WHAT YOU ARE ASKED TO DO
All entries should be printed precisely as written.

Stored items from a collection

..........

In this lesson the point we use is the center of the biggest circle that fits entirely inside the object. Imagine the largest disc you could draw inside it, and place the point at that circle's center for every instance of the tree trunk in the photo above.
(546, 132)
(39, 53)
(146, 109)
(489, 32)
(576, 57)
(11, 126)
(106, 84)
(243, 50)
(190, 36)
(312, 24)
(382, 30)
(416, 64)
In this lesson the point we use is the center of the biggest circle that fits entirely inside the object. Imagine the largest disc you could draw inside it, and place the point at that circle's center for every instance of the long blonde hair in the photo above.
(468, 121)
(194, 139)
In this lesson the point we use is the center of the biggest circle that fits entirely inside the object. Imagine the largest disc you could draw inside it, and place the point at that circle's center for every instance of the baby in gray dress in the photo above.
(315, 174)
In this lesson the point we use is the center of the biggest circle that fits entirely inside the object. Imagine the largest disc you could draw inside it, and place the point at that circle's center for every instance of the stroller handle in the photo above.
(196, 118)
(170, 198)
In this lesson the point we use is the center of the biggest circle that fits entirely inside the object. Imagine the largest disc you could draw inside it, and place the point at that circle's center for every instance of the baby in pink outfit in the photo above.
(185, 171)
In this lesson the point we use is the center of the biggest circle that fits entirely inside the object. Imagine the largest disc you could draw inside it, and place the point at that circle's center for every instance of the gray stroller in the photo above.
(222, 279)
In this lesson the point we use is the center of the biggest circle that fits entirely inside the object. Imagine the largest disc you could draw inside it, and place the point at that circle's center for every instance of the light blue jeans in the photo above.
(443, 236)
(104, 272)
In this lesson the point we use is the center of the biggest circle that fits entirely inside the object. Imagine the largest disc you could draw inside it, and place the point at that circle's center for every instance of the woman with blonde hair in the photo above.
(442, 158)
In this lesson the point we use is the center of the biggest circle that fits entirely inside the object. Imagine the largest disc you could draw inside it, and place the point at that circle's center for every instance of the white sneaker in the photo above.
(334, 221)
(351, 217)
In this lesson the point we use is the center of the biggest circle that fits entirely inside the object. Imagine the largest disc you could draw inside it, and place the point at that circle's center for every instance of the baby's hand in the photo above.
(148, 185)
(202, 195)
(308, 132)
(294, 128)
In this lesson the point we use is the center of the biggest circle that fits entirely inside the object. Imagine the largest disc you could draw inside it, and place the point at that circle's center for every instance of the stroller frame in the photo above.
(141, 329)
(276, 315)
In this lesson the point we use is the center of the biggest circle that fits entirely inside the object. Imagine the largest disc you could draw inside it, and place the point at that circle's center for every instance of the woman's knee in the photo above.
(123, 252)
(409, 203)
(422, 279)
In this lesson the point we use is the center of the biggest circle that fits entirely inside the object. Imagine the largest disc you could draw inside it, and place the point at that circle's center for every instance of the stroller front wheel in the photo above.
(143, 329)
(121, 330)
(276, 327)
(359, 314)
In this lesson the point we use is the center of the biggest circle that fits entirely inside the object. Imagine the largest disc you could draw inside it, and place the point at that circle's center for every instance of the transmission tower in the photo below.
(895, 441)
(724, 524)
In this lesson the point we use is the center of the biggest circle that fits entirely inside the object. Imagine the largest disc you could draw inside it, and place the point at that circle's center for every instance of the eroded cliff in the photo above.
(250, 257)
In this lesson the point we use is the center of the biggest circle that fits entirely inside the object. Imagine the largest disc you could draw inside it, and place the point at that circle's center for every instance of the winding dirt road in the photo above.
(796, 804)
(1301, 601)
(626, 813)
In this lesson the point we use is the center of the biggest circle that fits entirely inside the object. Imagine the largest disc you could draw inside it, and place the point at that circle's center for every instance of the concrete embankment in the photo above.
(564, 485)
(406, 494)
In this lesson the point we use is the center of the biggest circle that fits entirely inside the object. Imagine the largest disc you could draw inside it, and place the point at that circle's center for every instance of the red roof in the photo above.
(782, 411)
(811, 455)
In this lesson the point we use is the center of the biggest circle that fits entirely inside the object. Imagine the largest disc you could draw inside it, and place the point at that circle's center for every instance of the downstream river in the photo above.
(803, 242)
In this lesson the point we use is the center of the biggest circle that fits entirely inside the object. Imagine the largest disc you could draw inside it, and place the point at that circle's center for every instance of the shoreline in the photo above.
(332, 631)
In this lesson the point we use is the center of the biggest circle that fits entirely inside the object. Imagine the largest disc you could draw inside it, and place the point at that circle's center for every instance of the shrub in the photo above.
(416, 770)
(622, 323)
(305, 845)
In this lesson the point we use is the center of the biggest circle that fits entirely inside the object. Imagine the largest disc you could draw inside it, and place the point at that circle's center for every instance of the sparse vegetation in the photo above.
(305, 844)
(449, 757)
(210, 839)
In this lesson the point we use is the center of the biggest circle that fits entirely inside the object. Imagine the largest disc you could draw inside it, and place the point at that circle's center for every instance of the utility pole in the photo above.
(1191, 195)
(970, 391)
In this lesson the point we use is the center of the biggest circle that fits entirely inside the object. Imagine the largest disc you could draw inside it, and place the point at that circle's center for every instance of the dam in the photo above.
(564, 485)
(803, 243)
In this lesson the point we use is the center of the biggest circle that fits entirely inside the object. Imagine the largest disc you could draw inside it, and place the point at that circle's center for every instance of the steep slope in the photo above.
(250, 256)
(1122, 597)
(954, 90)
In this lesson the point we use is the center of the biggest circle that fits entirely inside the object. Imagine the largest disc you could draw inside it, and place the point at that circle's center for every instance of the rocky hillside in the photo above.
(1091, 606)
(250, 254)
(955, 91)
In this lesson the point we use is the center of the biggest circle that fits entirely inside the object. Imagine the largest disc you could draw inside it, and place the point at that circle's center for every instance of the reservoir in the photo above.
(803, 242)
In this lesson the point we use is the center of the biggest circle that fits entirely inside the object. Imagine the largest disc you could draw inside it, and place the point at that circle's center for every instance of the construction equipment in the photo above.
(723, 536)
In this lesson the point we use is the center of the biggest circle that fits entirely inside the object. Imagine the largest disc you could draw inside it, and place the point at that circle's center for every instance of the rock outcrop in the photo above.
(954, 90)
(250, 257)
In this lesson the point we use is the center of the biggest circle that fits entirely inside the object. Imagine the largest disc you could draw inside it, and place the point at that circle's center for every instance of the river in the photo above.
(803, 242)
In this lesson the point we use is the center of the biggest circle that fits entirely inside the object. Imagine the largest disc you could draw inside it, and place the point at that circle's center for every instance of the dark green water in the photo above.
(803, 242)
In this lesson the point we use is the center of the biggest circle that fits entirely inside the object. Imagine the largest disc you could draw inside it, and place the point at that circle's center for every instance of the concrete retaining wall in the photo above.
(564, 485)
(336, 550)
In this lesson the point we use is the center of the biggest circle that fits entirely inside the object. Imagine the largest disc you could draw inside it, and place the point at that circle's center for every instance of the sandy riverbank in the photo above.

..........

RESULT BELOW
In this lesson the point we use is the center of the biggest circle that fits entirely inside the object. Imagine the largest disc you could draw inside it, and place the point at that circle's center for every instance of the tree trunk in the photo above.
(546, 132)
(39, 53)
(146, 109)
(489, 32)
(576, 57)
(11, 126)
(106, 84)
(243, 50)
(190, 36)
(312, 24)
(382, 30)
(416, 64)
In this lesson the point we use is the center of the biggest circle that fits entirely inside the object. Imagine the largest disc you could draw inside it, and place the point at that circle's center for every instance of the long blonde hair in the photo above.
(468, 121)
(194, 139)
In this lesson the point we use is the center of the biggest circle that fits entirely inside the object. Imagine the largest disc you could draw inside it, and place the point at that circle's center for every instance of the baby in gray dress in the photo above.
(315, 174)
In this lesson the point we use is the center of the biggest circle that fits entirely inside the object. Imagine the largest disc you could draw inside it, and place the point at that circle's center for every instance of the stroller handle in the photo above.
(196, 118)
(170, 198)
In this lesson the point we use is the center of the biggest circle that fits entirely inside the object. Imagine the largest disc you could draw inside it, and place the point at that circle's center for every instance of the baby in pink outfit in the photo above.
(185, 171)
In this lesson the point we use is the center of the biggest circle that fits entirely inside the object. Imagine the largest disc you could draw inside it, and place the point at that circle's center for every instance of the gray stroller in the photo above.
(222, 279)
In this lesson the point we use is the center of the biggest circle that fits entirely inside the object. Imagine the largest disc you could draw inside it, and place the point at that circle's center for every instance of the light blue jeans in the photo above.
(443, 236)
(104, 272)
In this lesson the point we use is the center of the biggest circle that fits entirely inside the object. Imagine the largest disc you could draw inside it, and place the point at that circle's center for every instance of the woman with blonde hair in the photo above.
(442, 158)
In this lesson the point we use is the center of the biggest circle that fits entirely inside the object. Imagine the largest disc you could draw inside it, and place the point at that circle's center for every instance of the white sneaker in the photo above.
(334, 221)
(351, 217)
In this lesson the point we use is the center of the biggest circle that fits entirely inside the object. Imagine the largest disc you could draw inside it, and place the point at that circle's center for every instance of the baby's hand in the photo above.
(148, 185)
(202, 195)
(308, 132)
(294, 128)
In this lesson the point we use is the center of the biggest circle that fits entirely inside the object. Imagine the largest disc you could draw inside it, and place the point at that circle's center for every instance of the stroller frame in the photo above.
(141, 329)
(276, 315)
In this lesson the point we use is the center of the biggest circle that fits entirely inside the object. Imagine the largest disc you could draw inside it, and place the point at that circle's center for every instance of the woman's knee in the photo above.
(123, 252)
(409, 203)
(422, 279)
In this lesson the point we use is the center of the biggest circle that fits entirely inside the object. Imagine the largest disc you could draw inside it, and place the point at that circle's center for every instance of the stroller front wheel in the photo above.
(143, 329)
(121, 330)
(276, 327)
(359, 314)
In this lesson the point we use is the center of the biggest circle that fits entirely inside the object. Imagine the largest disc you could draw inside it, and place the point at that circle's center for every instance of the transmission tower in the photo below.
(895, 441)
(724, 524)
In this lesson the point we use is the center of the biggest circle that fits entirely inside the object. Imagine the largest disc you could draw inside it, and place the point at that circle's center for every instance of the eroded cliff in the photo above.
(250, 257)
In this lesson the point we use is the center of the biggest circle that fits entirely inside the object. Imagine the largest disc you could draw inside it, and place the point at that circle's center for every instance of the winding dirt road in the photo above.
(796, 804)
(1301, 601)
(626, 813)
In this lesson the point we use is the center of the biggest circle that fits entirely inside the object. Imagine the largest disc you could draw inside it, and place the point at that circle's center for every instance of the concrete embankment in the photo above.
(564, 485)
(406, 494)
In this lesson the point we use is the center of the biggest circle that fits entirely inside the object. Imagine the largest disc you could draw inside it, and place the point at that circle's center for every instance of the red roof in the photo above.
(782, 411)
(811, 455)
In this lesson the point we use is the center of the biggest circle that fits entirely inside the object. Imagine the largest disc you could draw inside it, and place the point at that circle's center for every instance of the downstream river in the photo above.
(803, 242)
In this lesson the point we use is the center of the biggest circle that fits entirely inside the object. Imagine the largest disc you could draw inside it, and place the point at that circle's center for every instance of the shoreline in the photo above.
(332, 631)
In this lesson the point we use is the center of the biggest circle that fits entirely inside the object. Imagine the largest disc you could draw inside it, and place the point at that circle's center for every instance of the shrub in the photo above.
(416, 770)
(622, 323)
(305, 845)
In this lesson the point we use is the center of the biggest circle that fits entirely inside the object. Imagine the largest disc you could draw inside it, and place the point at that circle's center for every instance of the sparse vegetation in the photo above.
(305, 844)
(449, 757)
(210, 839)
In this lesson the point we use is the center of the biggest circle that fits entirely inside the object. Imagine the largest disc you could draw inside it, and place the point at that circle's center for every instance of the utility pole in the photo above.
(1191, 195)
(970, 391)
In this lesson the point we use is the center of the biggest circle that fits entirely inside the object. Imagine the largest disc you could draw inside it, and place the point at that circle's center for every instance of the dam in the photo above.
(564, 485)
(803, 243)
In this lesson the point we use is the center of the biggest circle that fits entirely inside the object. Imagine the largest disc you could draw inside it, and place the point at that circle's center for every instance of the steep slope in the photo above.
(250, 256)
(1122, 597)
(954, 90)
In this lesson the point we use is the center of the biggest circle that fits entirely inside the object. Imagine the largest disc you could draw inside it, and place the point at that circle's center for every instance of the rocky hillside in the photo above.
(1091, 606)
(250, 254)
(955, 91)
In this lesson the point we use is the center of the biggest circle that fits entirely inside the object. Imagine the largest disc you could draw inside it, and place the point at that circle's center for every instance of the reservoir in the photo above.
(803, 242)
In this lesson the point we use is the center of the biggest circle that fits entirely inside the object. Imagine the largest disc you could draw inside it, and place the point at that circle's center for every instance of the construction equipment in the photo above.
(723, 536)
In this lesson the point we use is the center of the biggest circle that fits entirely inside the object. Imagine the largest disc you could draw inside it, and place the point at that circle's center for every instance of the rock outcrop in the photo above.
(954, 90)
(250, 257)
In this lesson the point we use is the center of the biggest circle that fits entirely inside the object. Imagine the largest disc you could draw inside it, and place the point at that circle's center for every instance of the river in the photo above.
(803, 242)
In this lesson the point we use is the center of the biggest circle that fits entirely inside the object. Imagine the largest disc you could draw inside it, and place the point at that circle's center for every instance of the dark green water in the photo above.
(803, 242)
In this lesson the point we use is the center of the biggest circle that fits entirely inside the object. Imagine the largest disc you could draw inside it, and place the point at that circle's center for every instance of the concrete retaining wall in the photo above.
(564, 485)
(336, 550)
In this lesson the point we use is the center of the biggest circle that fits entirely inside the object. Imagine the largest disc you could draw inside it, and place the point at that circle's center for every instance of the sandy riverbank in the photo above.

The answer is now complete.